*MATERIAL:*
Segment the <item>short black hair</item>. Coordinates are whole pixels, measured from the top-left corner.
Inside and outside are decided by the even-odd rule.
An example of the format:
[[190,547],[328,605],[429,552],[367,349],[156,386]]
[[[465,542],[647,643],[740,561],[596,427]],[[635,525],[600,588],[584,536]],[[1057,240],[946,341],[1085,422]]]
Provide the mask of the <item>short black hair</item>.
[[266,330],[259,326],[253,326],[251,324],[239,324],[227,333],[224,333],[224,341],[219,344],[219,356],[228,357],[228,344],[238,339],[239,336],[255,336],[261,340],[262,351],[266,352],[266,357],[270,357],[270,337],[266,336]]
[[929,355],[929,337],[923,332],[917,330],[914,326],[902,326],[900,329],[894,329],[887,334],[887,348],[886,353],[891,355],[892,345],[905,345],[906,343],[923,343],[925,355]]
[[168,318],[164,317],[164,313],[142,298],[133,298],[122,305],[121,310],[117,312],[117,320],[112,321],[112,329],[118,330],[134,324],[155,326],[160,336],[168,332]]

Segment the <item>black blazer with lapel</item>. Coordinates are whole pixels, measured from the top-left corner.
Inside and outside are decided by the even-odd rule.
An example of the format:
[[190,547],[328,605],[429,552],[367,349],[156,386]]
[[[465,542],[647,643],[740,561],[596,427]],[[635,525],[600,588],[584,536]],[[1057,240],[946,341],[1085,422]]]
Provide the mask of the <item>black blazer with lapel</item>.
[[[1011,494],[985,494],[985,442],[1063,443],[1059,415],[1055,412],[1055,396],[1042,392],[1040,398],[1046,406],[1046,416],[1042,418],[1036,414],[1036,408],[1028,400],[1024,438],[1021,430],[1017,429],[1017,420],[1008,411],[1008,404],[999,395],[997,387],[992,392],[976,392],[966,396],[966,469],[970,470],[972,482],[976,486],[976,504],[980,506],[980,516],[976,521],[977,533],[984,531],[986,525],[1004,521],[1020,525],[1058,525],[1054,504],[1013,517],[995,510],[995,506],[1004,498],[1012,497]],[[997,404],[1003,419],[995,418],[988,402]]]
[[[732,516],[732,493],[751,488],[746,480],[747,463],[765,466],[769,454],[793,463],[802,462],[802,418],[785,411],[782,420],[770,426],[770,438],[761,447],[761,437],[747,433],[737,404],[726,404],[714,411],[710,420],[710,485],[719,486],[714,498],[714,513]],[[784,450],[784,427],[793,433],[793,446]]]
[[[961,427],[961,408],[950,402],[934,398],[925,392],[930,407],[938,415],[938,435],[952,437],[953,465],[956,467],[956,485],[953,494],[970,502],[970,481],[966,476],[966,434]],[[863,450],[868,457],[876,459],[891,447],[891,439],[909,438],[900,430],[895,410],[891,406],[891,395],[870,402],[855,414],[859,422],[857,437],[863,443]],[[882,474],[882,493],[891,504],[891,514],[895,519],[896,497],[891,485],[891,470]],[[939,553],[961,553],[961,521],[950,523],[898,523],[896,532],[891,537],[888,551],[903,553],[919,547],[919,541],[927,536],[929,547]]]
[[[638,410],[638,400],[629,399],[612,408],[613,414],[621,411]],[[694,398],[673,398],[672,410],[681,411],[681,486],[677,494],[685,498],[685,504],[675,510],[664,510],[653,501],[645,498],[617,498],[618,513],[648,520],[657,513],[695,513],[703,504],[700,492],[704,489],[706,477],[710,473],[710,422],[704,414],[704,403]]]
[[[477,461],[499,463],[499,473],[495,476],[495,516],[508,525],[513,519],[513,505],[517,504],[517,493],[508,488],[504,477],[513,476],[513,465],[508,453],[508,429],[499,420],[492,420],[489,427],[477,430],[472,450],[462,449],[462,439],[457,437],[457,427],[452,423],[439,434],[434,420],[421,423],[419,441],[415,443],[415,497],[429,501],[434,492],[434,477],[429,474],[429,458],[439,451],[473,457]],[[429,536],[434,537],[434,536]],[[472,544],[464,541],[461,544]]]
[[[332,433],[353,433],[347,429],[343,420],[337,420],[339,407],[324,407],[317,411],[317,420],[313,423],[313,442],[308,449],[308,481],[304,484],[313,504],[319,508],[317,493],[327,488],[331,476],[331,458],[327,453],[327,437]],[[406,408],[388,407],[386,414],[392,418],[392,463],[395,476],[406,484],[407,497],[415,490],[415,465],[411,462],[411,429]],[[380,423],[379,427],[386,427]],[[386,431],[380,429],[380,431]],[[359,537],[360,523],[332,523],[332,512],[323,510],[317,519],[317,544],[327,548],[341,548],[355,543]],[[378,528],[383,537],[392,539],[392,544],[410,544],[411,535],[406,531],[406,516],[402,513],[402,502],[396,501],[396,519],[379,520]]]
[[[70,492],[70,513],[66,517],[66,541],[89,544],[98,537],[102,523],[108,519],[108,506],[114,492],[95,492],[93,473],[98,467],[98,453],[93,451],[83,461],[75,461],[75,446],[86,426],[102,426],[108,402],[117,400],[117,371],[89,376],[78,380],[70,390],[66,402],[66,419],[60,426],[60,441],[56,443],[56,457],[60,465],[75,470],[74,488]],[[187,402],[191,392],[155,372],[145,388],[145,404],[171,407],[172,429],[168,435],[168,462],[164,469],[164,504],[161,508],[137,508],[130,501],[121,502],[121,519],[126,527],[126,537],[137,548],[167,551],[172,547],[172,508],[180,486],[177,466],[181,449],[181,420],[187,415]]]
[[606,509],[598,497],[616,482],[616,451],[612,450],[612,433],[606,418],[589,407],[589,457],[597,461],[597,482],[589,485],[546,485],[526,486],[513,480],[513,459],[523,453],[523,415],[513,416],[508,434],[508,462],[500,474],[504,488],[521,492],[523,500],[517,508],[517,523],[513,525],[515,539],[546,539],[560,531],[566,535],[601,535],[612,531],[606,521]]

*WHAT TO DO:*
Retype all of the records above character for character, keeping every line in its original order.

*FINAL ANSWER:*
Segment the <item>short black hair</item>. Coordinates are whole pixels, measured from the top-left corner.
Inside and outside are decided by the even-odd rule.
An example of the format:
[[190,547],[328,605],[429,552],[367,349],[156,386]]
[[[465,542],[647,643],[740,561],[596,427]],[[635,525],[600,588],[584,536]],[[1057,240],[946,341],[1085,422]]]
Provide the mask of the <item>short black hair</item>.
[[266,330],[259,326],[253,326],[251,324],[239,324],[227,333],[224,333],[224,341],[219,344],[219,356],[228,357],[228,344],[238,339],[239,336],[255,336],[261,340],[262,351],[266,352],[266,357],[270,357],[270,337],[266,336]]
[[929,355],[929,337],[923,332],[917,330],[914,326],[902,326],[900,329],[894,329],[887,334],[887,348],[886,353],[891,355],[892,345],[905,345],[906,343],[923,343],[925,355]]
[[168,318],[164,317],[164,313],[142,298],[133,298],[122,305],[121,310],[117,312],[117,320],[112,321],[112,329],[118,330],[134,324],[155,326],[160,336],[168,332]]

Segment the <item>black blazer with lapel</item>. Coordinates are whole pixels, measured from the top-left corner.
Inside and outside are decided by the even-odd rule.
An example of the format:
[[190,547],[328,605],[429,552],[367,349],[156,386]]
[[[465,542],[647,643],[740,561],[596,427]],[[635,525],[600,588],[584,536]],[[1057,240],[946,341],[1085,422]]]
Provide the mask of the <item>black blazer with lapel</item>.
[[[1011,494],[985,494],[985,442],[1063,443],[1059,415],[1055,412],[1055,396],[1042,392],[1040,398],[1046,406],[1046,416],[1042,418],[1036,414],[1036,408],[1028,400],[1024,438],[1021,430],[1017,429],[1017,420],[1008,411],[1008,404],[999,395],[997,387],[992,392],[976,392],[966,396],[966,469],[970,470],[972,482],[976,486],[976,504],[980,506],[980,516],[976,521],[977,533],[984,531],[986,525],[1004,521],[1020,525],[1058,525],[1054,504],[1013,517],[995,510],[995,506],[1004,498],[1012,497]],[[997,404],[1003,419],[995,418],[988,402]]]
[[[732,516],[732,493],[751,488],[746,480],[747,463],[765,466],[769,454],[793,463],[802,462],[802,418],[785,411],[782,420],[770,426],[770,438],[761,447],[761,437],[747,433],[737,404],[726,404],[714,411],[710,420],[710,485],[719,486],[714,498],[714,513]],[[784,450],[784,427],[793,433],[793,446]]]
[[[961,427],[961,408],[950,402],[934,398],[925,392],[930,407],[938,415],[938,435],[952,437],[953,465],[956,467],[956,485],[953,494],[970,502],[970,481],[966,476],[966,434]],[[863,450],[868,457],[876,459],[891,447],[891,439],[909,438],[900,430],[895,410],[891,406],[891,395],[870,402],[855,414],[859,422],[857,437],[863,443]],[[882,474],[882,493],[891,504],[891,514],[895,519],[896,497],[891,485],[891,470]],[[939,553],[961,553],[961,521],[950,523],[898,523],[896,532],[891,537],[888,551],[903,553],[919,547],[919,541],[927,536],[929,547]]]
[[[638,410],[638,400],[629,399],[612,408],[613,414],[621,411]],[[694,398],[673,398],[672,410],[681,411],[681,486],[677,494],[685,498],[685,504],[675,510],[664,510],[653,501],[645,498],[617,498],[618,513],[648,520],[657,513],[695,513],[703,504],[700,492],[704,489],[706,477],[710,473],[710,422],[704,414],[704,403]]]
[[[477,461],[499,463],[499,473],[495,476],[495,516],[508,525],[513,519],[513,505],[517,504],[517,493],[508,488],[504,477],[513,476],[513,465],[508,453],[508,429],[499,420],[492,420],[489,427],[477,430],[472,450],[462,449],[462,439],[457,437],[457,427],[452,423],[439,434],[434,420],[421,423],[419,441],[415,443],[415,497],[429,501],[434,492],[434,477],[429,474],[429,458],[439,451],[473,457]],[[429,536],[434,537],[434,536]],[[472,544],[464,541],[461,544]]]
[[[332,433],[353,433],[347,429],[343,420],[337,420],[339,407],[324,407],[317,411],[317,420],[313,423],[313,442],[308,449],[308,481],[304,484],[313,504],[319,508],[317,493],[327,488],[331,476],[331,458],[327,453],[327,437]],[[406,408],[388,407],[386,414],[392,418],[392,463],[395,476],[406,484],[407,497],[415,490],[415,465],[411,462],[411,429]],[[380,423],[379,427],[386,427]],[[386,431],[380,429],[380,431]],[[359,537],[360,523],[332,523],[332,512],[323,510],[317,519],[317,544],[327,548],[341,548],[355,543]],[[378,528],[383,537],[392,539],[392,544],[410,544],[411,535],[406,531],[406,516],[402,513],[402,502],[396,501],[396,519],[379,520]]]
[[[70,492],[70,513],[66,517],[66,541],[89,544],[98,537],[102,523],[108,519],[108,506],[114,492],[95,492],[93,473],[98,467],[98,453],[93,451],[83,461],[75,461],[75,446],[86,426],[102,426],[108,402],[117,400],[117,371],[89,376],[78,380],[70,390],[66,402],[66,419],[60,426],[60,441],[56,443],[56,457],[60,465],[75,470],[74,488]],[[187,402],[191,392],[155,372],[145,388],[145,404],[171,407],[172,429],[168,435],[168,462],[164,469],[164,504],[161,508],[137,508],[130,501],[121,502],[121,519],[126,527],[126,537],[137,548],[167,551],[172,547],[172,508],[180,486],[177,466],[181,449],[181,420],[187,415]]]
[[606,509],[598,497],[616,482],[616,451],[612,450],[612,433],[606,418],[589,407],[589,457],[597,461],[597,482],[589,485],[546,485],[526,486],[513,480],[513,459],[523,453],[523,415],[513,416],[508,434],[508,462],[500,474],[504,488],[521,492],[523,500],[517,508],[517,523],[513,525],[515,539],[546,539],[560,531],[566,535],[601,535],[612,531],[606,521]]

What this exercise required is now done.